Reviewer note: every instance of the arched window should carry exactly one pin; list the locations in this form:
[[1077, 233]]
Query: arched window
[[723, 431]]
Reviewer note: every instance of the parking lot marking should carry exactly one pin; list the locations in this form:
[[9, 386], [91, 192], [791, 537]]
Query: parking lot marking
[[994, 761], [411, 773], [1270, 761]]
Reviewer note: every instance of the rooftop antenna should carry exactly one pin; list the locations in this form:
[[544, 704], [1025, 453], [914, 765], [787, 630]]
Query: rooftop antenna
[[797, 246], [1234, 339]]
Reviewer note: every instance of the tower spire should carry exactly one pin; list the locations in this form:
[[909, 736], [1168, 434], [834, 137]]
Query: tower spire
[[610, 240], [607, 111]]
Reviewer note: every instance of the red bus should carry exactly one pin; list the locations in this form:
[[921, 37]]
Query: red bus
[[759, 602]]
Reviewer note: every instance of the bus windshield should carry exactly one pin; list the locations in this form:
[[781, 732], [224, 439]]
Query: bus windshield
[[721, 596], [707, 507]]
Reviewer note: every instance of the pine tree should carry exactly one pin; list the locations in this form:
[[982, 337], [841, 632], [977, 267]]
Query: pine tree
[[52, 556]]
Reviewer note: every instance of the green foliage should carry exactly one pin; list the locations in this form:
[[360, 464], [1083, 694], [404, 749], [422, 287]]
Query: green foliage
-----
Written problem – Your task is to return, exactly and on their own, the lines from the one containing "Reviewer note: every instance of the tower" through the last line of the listing.

Answer below –
Reviewer note: every instance of the tower spire should carry exactly one pin; list the locations in this form:
[[909, 736], [1168, 434], [834, 137]]
Query: tower spire
[[610, 240], [607, 111]]
Reviewer note: every instance of the red bus should carry exactly one pin; list the locations in this form:
[[921, 37]]
Query: red bus
[[759, 602]]
Reviewer note: every instance of the bus windshield should carry exactly one pin; list the locations in this form:
[[781, 732], [224, 439]]
Query: bus windshield
[[721, 596], [707, 507]]
Reviewer note: every instance of the pine tree should carry exactly one pin; list the locations in this form:
[[982, 337], [841, 632], [977, 267]]
Query: pine tree
[[52, 556]]
Reviewer note: every instance of the green foliage should carry exactly one pin; list the locations in this form:
[[360, 464], [1083, 694], [404, 749], [422, 287]]
Query: green foliage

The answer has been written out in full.